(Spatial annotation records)
--------------------

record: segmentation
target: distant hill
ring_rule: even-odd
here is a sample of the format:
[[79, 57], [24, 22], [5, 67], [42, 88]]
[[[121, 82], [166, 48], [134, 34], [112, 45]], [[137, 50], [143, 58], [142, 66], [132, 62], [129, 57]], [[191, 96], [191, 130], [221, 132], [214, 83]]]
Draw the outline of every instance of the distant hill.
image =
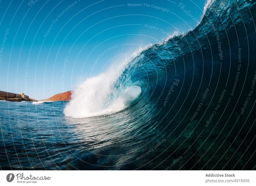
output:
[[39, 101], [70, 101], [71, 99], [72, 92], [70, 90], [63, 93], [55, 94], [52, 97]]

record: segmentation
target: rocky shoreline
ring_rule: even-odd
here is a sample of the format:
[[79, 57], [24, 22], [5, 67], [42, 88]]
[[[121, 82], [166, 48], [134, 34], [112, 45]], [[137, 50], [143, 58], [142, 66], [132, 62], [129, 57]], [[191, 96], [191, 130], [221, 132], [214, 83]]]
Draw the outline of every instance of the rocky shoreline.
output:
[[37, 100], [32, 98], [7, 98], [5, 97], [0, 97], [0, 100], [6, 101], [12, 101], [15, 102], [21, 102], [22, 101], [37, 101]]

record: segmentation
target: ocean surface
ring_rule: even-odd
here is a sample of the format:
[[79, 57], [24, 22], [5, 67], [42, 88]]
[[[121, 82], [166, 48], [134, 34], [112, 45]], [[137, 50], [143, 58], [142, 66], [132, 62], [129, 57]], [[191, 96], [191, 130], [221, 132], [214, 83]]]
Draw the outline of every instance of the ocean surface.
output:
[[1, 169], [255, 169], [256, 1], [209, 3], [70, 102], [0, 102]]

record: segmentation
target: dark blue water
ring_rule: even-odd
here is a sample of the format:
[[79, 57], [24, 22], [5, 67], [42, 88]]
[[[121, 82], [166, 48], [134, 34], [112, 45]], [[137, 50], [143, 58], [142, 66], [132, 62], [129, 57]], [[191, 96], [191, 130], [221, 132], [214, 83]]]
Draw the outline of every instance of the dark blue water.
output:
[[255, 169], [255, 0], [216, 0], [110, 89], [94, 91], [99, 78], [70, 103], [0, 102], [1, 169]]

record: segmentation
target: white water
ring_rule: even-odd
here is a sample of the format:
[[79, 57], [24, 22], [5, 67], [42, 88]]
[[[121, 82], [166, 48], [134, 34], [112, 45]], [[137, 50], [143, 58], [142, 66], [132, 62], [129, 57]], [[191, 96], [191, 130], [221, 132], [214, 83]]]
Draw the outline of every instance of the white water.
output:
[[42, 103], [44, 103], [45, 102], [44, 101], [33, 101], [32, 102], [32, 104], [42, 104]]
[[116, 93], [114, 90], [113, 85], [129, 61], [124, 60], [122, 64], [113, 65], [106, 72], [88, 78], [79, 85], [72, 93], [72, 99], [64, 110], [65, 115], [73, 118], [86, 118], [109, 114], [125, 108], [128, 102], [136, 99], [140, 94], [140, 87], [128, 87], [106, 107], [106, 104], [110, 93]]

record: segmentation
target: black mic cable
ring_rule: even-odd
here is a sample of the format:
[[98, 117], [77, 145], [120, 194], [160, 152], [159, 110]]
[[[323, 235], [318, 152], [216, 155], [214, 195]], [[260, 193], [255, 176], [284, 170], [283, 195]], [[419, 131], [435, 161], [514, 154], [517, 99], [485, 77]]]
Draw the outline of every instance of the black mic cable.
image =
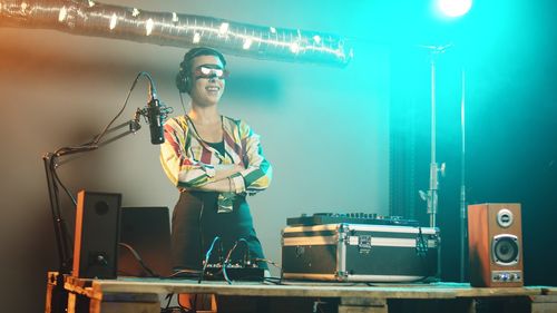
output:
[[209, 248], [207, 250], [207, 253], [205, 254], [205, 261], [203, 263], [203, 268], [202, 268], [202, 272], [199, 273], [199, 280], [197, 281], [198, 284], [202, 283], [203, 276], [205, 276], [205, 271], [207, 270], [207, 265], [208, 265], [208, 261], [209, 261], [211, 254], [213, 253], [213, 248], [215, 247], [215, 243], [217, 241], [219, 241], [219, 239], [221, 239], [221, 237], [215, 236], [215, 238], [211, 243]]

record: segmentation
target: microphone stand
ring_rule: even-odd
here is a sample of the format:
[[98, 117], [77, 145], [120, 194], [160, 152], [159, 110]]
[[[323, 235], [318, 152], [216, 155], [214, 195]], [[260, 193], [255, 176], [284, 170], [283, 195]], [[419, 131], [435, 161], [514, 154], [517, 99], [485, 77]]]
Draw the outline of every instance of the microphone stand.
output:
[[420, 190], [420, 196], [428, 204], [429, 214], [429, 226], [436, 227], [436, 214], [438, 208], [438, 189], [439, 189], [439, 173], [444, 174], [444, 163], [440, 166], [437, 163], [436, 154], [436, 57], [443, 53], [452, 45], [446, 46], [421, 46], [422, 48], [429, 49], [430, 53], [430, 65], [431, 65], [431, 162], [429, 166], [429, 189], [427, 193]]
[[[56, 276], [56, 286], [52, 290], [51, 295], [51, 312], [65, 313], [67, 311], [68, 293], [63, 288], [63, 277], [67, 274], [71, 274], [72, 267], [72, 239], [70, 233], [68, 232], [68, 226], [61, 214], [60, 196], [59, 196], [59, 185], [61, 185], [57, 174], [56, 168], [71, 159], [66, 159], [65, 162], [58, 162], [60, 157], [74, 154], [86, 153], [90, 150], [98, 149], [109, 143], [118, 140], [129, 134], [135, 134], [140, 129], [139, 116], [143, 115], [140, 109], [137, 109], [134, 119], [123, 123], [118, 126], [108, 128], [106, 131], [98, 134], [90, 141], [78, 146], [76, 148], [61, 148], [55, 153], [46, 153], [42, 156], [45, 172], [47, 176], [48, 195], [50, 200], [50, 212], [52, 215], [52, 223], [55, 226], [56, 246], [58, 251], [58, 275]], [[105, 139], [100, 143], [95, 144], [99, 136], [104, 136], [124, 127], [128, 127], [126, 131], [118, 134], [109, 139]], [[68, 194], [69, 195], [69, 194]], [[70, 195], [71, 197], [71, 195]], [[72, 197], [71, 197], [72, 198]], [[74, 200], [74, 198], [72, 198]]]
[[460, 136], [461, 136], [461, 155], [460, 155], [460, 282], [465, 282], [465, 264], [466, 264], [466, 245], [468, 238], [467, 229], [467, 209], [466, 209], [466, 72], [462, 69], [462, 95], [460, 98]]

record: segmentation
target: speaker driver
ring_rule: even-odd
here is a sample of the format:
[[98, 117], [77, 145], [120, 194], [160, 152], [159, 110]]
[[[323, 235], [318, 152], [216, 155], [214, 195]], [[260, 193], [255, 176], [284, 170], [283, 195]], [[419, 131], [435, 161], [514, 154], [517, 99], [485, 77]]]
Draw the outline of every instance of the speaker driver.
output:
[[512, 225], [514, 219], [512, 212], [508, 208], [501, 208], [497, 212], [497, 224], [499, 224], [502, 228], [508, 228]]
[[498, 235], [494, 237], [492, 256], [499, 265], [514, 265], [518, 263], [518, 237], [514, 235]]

--------------------

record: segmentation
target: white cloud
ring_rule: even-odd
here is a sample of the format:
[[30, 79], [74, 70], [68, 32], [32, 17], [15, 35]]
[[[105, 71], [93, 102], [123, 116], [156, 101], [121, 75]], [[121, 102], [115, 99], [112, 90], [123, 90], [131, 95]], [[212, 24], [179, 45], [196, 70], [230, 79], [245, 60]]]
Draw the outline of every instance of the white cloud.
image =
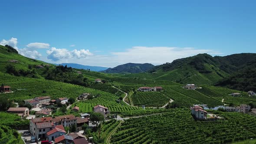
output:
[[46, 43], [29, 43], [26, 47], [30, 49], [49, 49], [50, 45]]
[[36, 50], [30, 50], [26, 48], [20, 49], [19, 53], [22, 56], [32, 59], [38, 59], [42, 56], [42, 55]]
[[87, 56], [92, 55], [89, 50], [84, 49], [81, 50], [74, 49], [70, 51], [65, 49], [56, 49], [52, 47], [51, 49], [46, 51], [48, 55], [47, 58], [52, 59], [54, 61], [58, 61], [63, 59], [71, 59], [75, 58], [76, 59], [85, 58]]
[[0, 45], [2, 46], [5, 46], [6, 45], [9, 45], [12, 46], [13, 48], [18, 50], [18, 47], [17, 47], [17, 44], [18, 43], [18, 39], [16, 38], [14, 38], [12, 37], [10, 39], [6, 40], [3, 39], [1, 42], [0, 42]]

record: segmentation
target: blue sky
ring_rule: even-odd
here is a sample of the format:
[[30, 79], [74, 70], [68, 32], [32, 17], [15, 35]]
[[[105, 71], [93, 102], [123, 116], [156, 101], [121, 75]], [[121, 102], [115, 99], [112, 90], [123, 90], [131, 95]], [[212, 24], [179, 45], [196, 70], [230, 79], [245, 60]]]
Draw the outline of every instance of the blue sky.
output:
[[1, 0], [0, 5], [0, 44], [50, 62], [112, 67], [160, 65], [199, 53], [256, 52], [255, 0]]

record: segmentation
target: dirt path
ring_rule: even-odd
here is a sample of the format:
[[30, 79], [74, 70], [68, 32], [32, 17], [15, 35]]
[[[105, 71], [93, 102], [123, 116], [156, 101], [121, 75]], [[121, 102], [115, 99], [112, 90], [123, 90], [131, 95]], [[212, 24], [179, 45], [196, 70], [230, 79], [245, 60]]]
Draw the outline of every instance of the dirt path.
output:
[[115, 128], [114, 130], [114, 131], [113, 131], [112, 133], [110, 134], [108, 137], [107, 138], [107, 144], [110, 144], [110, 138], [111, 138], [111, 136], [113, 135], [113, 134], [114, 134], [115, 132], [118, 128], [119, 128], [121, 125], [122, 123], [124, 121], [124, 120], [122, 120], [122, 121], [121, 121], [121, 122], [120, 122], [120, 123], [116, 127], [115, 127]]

--------------------

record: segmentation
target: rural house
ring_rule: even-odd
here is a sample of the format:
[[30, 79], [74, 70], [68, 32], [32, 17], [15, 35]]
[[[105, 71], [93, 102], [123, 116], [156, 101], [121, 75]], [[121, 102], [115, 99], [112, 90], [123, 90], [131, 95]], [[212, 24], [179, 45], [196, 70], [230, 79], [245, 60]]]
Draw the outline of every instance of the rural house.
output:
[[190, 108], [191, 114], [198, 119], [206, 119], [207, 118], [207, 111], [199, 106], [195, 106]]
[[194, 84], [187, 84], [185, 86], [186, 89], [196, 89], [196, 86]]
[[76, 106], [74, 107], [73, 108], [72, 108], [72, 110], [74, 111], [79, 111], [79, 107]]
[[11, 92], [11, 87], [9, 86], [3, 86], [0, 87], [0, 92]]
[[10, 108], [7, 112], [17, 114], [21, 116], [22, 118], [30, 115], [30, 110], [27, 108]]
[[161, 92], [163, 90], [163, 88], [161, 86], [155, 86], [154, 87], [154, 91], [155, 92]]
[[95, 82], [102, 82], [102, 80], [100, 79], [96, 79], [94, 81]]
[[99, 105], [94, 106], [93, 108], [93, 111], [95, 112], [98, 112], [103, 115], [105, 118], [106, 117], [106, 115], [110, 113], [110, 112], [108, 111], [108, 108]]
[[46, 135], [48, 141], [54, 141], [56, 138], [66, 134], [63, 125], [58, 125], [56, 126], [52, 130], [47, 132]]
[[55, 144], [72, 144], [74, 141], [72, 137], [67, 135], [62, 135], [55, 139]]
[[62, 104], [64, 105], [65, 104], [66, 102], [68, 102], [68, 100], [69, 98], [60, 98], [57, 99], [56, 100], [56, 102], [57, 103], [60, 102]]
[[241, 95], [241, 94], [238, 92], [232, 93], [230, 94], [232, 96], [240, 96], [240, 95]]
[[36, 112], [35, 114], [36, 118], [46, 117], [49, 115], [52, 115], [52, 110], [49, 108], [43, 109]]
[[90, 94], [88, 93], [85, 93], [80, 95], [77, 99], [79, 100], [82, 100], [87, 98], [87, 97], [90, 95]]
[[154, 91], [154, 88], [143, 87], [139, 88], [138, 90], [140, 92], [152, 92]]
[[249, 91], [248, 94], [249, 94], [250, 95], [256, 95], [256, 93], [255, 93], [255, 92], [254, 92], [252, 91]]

--------------------

- Stated task
Gather every line of the data above that contains the string "path", treating uppercase and lowercase as different.

- Result of this exercise
target: dirt path
Draw the outline of every instance of the dirt path.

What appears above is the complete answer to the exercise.